▶ _Exercise details_
The records below must be reproduced exactly, excluding any pictures.

▶ _Provided material_
________________________
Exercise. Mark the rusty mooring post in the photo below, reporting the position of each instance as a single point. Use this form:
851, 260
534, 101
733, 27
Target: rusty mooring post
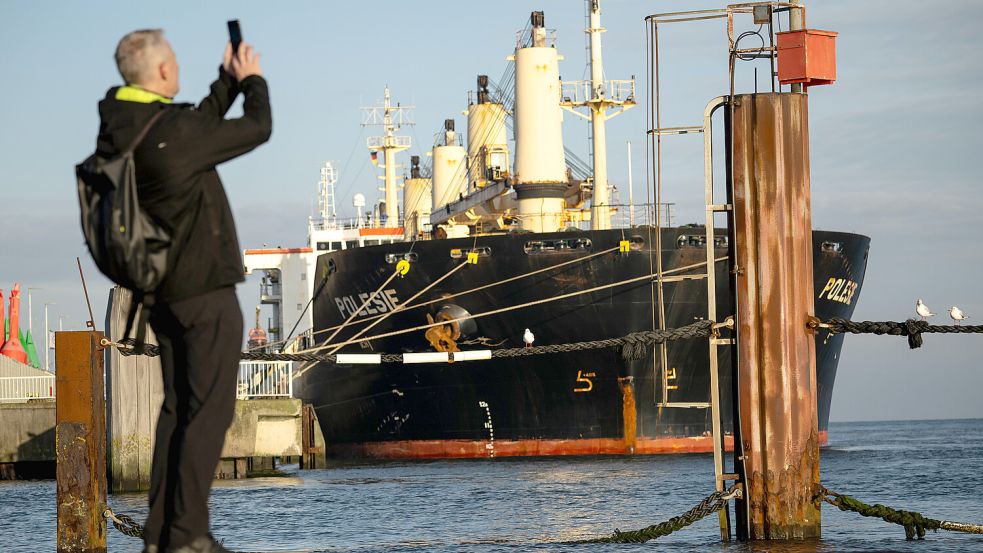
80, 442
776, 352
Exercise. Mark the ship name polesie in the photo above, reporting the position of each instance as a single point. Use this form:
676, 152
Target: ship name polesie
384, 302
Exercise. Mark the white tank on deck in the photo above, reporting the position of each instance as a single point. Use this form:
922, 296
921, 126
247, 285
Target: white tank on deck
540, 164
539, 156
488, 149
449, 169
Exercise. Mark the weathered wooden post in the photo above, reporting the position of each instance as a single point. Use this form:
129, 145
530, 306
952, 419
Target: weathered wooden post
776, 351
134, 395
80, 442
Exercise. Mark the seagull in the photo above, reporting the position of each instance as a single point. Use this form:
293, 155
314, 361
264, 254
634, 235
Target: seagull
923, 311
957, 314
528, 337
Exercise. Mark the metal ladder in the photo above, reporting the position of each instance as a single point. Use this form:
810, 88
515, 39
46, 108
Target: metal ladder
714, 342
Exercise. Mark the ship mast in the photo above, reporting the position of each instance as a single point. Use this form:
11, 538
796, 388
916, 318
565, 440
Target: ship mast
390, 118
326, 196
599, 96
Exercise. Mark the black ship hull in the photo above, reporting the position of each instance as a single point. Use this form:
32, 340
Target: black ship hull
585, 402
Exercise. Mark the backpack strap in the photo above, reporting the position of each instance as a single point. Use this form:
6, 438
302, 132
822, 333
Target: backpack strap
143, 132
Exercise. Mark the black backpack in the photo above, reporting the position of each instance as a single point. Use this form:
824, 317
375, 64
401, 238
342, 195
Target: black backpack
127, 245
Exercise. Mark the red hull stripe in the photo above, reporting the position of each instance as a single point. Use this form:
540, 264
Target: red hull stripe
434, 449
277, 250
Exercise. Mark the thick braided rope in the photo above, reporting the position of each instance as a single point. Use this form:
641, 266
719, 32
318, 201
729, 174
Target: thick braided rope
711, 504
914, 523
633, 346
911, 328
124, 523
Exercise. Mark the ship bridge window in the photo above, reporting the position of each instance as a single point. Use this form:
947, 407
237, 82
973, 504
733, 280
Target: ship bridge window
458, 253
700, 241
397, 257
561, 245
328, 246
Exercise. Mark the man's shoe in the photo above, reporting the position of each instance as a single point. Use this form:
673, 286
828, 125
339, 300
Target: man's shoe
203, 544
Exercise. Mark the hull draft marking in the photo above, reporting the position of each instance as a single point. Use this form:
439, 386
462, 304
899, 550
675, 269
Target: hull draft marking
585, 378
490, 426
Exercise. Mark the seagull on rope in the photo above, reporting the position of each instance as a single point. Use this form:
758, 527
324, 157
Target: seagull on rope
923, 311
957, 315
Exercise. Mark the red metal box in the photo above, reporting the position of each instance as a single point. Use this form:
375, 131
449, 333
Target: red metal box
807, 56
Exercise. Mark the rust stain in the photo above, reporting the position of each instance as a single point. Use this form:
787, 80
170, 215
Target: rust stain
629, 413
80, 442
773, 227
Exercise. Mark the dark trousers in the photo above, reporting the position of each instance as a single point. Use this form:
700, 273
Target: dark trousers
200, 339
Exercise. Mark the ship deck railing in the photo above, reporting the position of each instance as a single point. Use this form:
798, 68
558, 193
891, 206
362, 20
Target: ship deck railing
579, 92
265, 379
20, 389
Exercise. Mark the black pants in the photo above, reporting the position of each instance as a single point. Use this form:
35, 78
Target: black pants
________________________
▶ _Answer to the problem_
Exercise. Mark the rusty mooring post in the photo below, reporting the position of each instance as a single point. Use this form:
851, 260
534, 101
733, 27
Target: rusty mooring post
80, 442
776, 352
Exercise. Mark the ship name polesie in the photo above, reporting the position of each instance as a single point. Use this form:
676, 152
Target: ship name polesie
384, 302
Exercise. Mark the white tank on deck in the photo above, reporting the position of each instance as a single point. Use this form:
922, 296
921, 126
247, 285
Target: white tank on deck
540, 164
539, 156
488, 149
449, 169
Exercise. Mark the weathered wooden post in the photo above, reporting the position of each instance as a single point. Use this form:
129, 145
530, 306
952, 419
Target: weathered wooden post
776, 351
134, 395
80, 442
Exercise. Mark the seagull in the photo above, reporting the position of each instance as a single point. Use this form:
293, 155
314, 361
264, 254
634, 235
Target: seagull
923, 311
957, 314
528, 337
Exercise. Mark the metal ladder in the photo above, reporting the position of each instance as a single point. Use this form:
810, 88
515, 39
46, 108
Target: metal ladder
714, 342
Exercise. Mark the ship mast in the photo above, reporting the position of each instance as a single point. Use this form:
11, 538
796, 388
916, 318
565, 440
Target: ship mast
390, 118
326, 196
599, 96
Exercise. Mark the black ship hull in the photo above, reporting the position of each instance as a single point. Use this form:
32, 340
Target: black ship hull
585, 402
Exercise. Mark the backpack strap in the photo above, reporting the position of each instance as a single point. Use this form:
6, 438
302, 132
822, 333
Target: backpack strap
143, 132
Exercise. Mark the black backpack in the photo above, reporting the position of each instance as a single point. Use this form:
824, 317
375, 64
401, 238
342, 195
Target: black backpack
127, 245
Exercise. Mark the red hull stripe in the photo above, reporting the position of each instance as a single point. Use this form:
540, 264
Target: red hull stripe
434, 449
277, 250
Exercise. Mark the thick braided rope in the photo above, reporting the position of each instance as a single point. Use this form:
641, 266
719, 32
318, 201
729, 174
Target: thick braided rope
711, 504
914, 523
633, 346
911, 328
124, 523
Exercise. Mark the ship bridge window in the photo above, reporting the position of each instance as a single point. Use this form:
947, 407
237, 82
973, 504
733, 280
Target: ship bridge window
458, 253
700, 241
397, 257
561, 245
328, 246
Exercise. Mark the man's shoe in the photo above, reporting the position of each instance as a single point. Use this form:
673, 286
828, 125
339, 300
Target: man's shoe
203, 544
Exercise. Mark the hull draft marking in the photo above, reporting the position of each instance as a single point. Use this form:
439, 386
462, 304
899, 550
675, 269
Target: hull draft marking
585, 378
490, 426
Exercise. Mark the seagull on rope in the photo above, reporting the position of each instance as a single point. Use this form:
758, 527
324, 157
Target: seagull on rope
923, 311
957, 315
Exercise. Mark the red metal box in the photo above, reporting the position of each instance as a single point. Use this form:
375, 131
449, 333
Target: red metal box
807, 56
Exercise. Mark the rust stain in the photo above, reporting the position of each instance as a single point. Use this form:
787, 80
170, 215
Target: rust stain
629, 413
80, 442
773, 227
Exercise. Mark the dark trousers in the photo above, reporting the position of each instance as a single point. Use this form:
700, 273
Target: dark trousers
200, 339
Exercise. Mark the ship deck railing in the photo above, reporting the position of each instance as a single point. Use this form:
798, 68
558, 193
891, 206
362, 20
Target: ship deck railing
579, 92
265, 379
20, 389
Exercise. Mark the black pants in the photo above, reporting the position of each instance as a single point. Use this form:
35, 78
Target: black pants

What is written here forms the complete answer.